BLOCO DE TEXTO:
- - -
Ouve-se e lê-se que António Costa, depois de sete anos de governo, está cansado, o que explica os erros sucessivos por ele cometidos nos últimos tempos e as múltiplas trapalhadas com a gente que escolheu para com ele trabalhar. À primeira vista, é uma doutrina plausível. Eu, por exemplo, se ocupasse o cargo dele, ao segundo dia de ofício, depois de contemplar várias vezes a possibilidade do suicídio, já tinha decidido fugir para uma qualquer ilha perdida do Pacífico para não mais voltar a pôr os pés em Portugal. E mesmo criaturas mais resistentes acabam por esgotar as suas forças e desistir, depois de o tempo ter produzido o seu devido desgaste e o prazer no exercício da actividade ter desaparecido. Como diz a canção de Leo Ferré, avec le temps, va, tout s’en va, e chega um momento em que alors vraiment avec le temps on n’aime plus.

É, no entanto, inverosímil que tal tenha acontecido a António Costa. Até porque também se diz à boca cheia por aí que ele se encontra tomado por um novo amor que habita em Bruxelas. Ora, se é verdade que ninguém tem a obrigação de amar ninguém, também o é que ninguém tem de pedir desculpa por se apaixonar. Ainda para mais quando esse publicitado novo amor, dizem os boatos, parece, ó imensa felicidade!, ser correspondido. O que há então de mais natural que ele não se contente com breves e furtivos encontros lá na Europa e ambicione romper as amarras com o leito conjugal da pátria que já não o satisfaz e que, ainda por cima, o atormenta com queixumes sortidos e cenas feias em público? O que basta, basta, com raios e coriscos!
- - -
PROBLEMAS A RESOLVER:
(a) Passe para inglês a seguinte frase do texto sobre António Costa: «Ora, se é verdade que ninguém tem a obrigação de amar ninguém, também o é que ninguém tem de pedir desculpa por se apaixonar.»
(b) Indique todos os nomes de lugares que aparecem no texto sobre António Costa.

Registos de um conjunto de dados
- - -
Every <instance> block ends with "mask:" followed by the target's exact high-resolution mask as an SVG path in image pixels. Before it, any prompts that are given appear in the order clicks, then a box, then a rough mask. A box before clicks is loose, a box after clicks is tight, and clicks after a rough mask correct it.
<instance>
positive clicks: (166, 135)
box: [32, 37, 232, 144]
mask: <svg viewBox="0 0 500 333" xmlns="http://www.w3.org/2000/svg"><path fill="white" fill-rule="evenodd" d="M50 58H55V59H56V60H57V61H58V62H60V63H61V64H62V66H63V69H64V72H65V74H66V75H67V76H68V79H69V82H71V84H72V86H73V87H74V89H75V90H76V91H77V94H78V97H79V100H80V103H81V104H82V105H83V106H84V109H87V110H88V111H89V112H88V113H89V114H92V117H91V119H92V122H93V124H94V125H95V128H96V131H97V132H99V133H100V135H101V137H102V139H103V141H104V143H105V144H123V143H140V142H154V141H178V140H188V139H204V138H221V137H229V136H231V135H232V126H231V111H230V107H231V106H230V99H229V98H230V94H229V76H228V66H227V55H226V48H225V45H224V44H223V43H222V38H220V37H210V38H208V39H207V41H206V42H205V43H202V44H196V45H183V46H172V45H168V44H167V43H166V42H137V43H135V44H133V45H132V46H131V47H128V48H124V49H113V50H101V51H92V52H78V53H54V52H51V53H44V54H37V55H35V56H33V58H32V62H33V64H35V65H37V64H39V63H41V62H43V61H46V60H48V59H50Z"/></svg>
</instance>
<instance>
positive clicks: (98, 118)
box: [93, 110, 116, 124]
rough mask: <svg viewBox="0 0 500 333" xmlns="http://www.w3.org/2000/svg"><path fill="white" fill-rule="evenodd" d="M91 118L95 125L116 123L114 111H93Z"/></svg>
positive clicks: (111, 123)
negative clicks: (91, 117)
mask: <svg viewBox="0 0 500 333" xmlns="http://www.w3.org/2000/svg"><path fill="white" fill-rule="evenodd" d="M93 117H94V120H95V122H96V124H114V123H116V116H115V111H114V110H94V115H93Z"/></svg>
- - -
RESPOSTAS ÀS TAREFAS:
(a) Now, if it is true that no one is obliged to love anyone, it is also true that no one has to apologize for falling in love.

(b) Pacífico, Portugal, Bruxelas, Europa